__Provided passage__

On Tue, Jun 12, 2018 at 07:24:23PM +0100, Al Viro wrote:
> On Tue, Jun 12, 2018 at 11:24:39AM +0200, Miklos Szeredi wrote:
> 
> > > Note that anything that uses file_dentry() anywhere near ->open(),
> > > ->read_iter() or ->write_iter() is an instant trouble with your scheme.
> > > Such as
> > > int nfs_open(struct inode *inode, struct file *filp)
> > > {
> > >         struct nfs_open_context *ctx;
> > >
> > >         ctx = alloc_nfs_open_context(file_dentry(filp), filp->f_mode, filp);
> > >         if (IS_ERR(ctx))
> > >                 return PTR_ERR(ctx);
> > >         nfs_file_set_open_context(filp, ctx);
> > >         put_nfs_open_context(ctx);
> > >         nfs_fscache_open_file(inode, filp);
> > >         return 0;
> > > }
> > >
> > > You do want to support NFS for lower layers, right?
> > 
> > There's no change regarding how file_dentry() works.  We've just
> > pushed these weird files (f_path points to overlay, f_inode points to
> > underlay) down into the guts of overlayfs and are not directly
> > referenced from the file table anymore.  That shouldn't make *any*
> > difference from the lower fs's pov.
> 
> *owwww*
> I'd managed to push that particular nest of horrors out of mind ;-/
> Having dug out my notes from back then and grepped around...  The real
> mess is not even /proc/*/maps - it's /proc/*/map_files/* and yes, the
> reasons for that kludge are still valid ;-/
> 
> Fuck.  OK, so we want to get rid of ->f_path.dentry accesses and see
> that they don't come back.  Leaving them around due to "it won't come
> anywhere near overlayfs" was a mistake of the same kind as leaving
> d_add() in ->lookup() instances where we'd been certain that filesystem
> would never get exported over NFS.  Just as we'd got open-by-handle for
> e.g. NFS, we'd got nothing to prevent ecryptfs as lower layer in
> overlayfs...
> 
> I hate it, but... consider path_open() objections withdrawn for now.
> Uses of ->vm_file (and rules for those) are too convoluted to untangle
> at the moment.  I still would love to get that straightened out, but
> it's not this cycle fodder, more's the pity...

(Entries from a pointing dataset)

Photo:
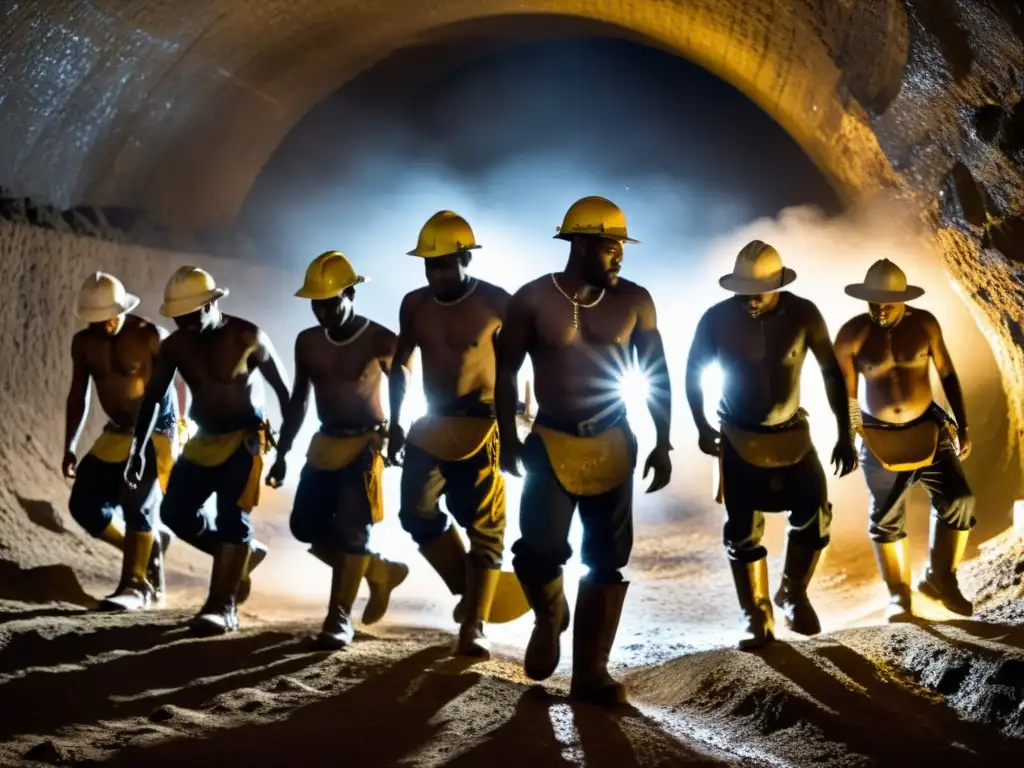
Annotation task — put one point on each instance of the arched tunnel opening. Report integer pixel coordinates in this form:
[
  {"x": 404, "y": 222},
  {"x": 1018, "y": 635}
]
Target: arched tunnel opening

==

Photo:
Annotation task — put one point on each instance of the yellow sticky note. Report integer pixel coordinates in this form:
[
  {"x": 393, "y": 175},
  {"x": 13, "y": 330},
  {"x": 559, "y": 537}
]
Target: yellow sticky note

* * *

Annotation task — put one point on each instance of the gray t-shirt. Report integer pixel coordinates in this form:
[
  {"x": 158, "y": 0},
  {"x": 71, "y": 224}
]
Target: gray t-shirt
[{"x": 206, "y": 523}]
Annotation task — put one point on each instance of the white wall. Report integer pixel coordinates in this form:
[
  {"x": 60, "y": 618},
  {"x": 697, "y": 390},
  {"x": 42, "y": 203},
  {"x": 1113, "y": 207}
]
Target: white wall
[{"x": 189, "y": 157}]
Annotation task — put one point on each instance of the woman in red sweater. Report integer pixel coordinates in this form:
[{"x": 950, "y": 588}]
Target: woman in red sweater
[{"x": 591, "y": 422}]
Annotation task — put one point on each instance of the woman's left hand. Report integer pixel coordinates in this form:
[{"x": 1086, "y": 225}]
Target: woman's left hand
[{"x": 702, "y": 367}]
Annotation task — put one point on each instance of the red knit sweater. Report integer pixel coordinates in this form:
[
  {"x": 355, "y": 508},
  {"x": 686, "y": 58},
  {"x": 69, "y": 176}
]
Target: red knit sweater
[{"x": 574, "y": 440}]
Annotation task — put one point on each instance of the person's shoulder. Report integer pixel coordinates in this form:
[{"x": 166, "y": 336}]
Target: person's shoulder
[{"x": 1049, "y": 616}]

__Problems to solve__
1 – Please list every function that the nfs_open code in the overlayfs mailing-list thread calls inside its body.
2 – Extend the overlayfs mailing-list thread past its final quoted line.

__Per-task outputs__
1 – alloc_nfs_open_context, file_dentry, IS_ERR, PTR_ERR, nfs_file_set_open_context, put_nfs_open_context, nfs_fscache_open_file

2 –
PS: conversion of ->f_path.dentry is easy and that can probably go this
cycle - it's a fairly trivial change, with no functional changes unless
overlayfs is used with <filesystem>, fixing really bad shit if it ever
gets used thus.  I'm not asking to put that into overlayfs pull *and*
it's independent from the "want to kill that fucking kludge" stuff.
The latter is too hard for this cycle, unfortunately.

^ permalink raw reply	[flat|nested] 83+ messages in thread

* Re: [PATCH 14/39] ovl: stack file ops
  2018-06-12 18:31               ` Al Viro
@ 2018-06-13  9:21                 ` Miklos Szeredi
  2018-06-15  5:47                   ` Al Viro
  0 siblings, 1 reply; 83+ messages in thread
From: Miklos Szeredi @ 2018-06-13  9:21 UTC (permalink / raw)
  To: Al Viro
  Cc: Miklos Szeredi, overlayfs, linux-fsdevel, linux-kernel, Linus Torvalds

On Tue, Jun 12, 2018 at 8:31 PM, Al Viro <viro@zeniv.linux.org.uk> wrote:
> On Tue, Jun 12, 2018 at 07:24:23PM +0100, Al Viro wrote:

>> I hate it, but... consider path_open() objections withdrawn for now.

Is that an ACK for the pull if I follow up with fixes for mmap botch, etc?

>> Uses of ->vm_file (and rules for those) are too convoluted to untangle
>> at the moment.  I still would love to get that straightened out, but
>> it's not this cycle fodder, more's the pity...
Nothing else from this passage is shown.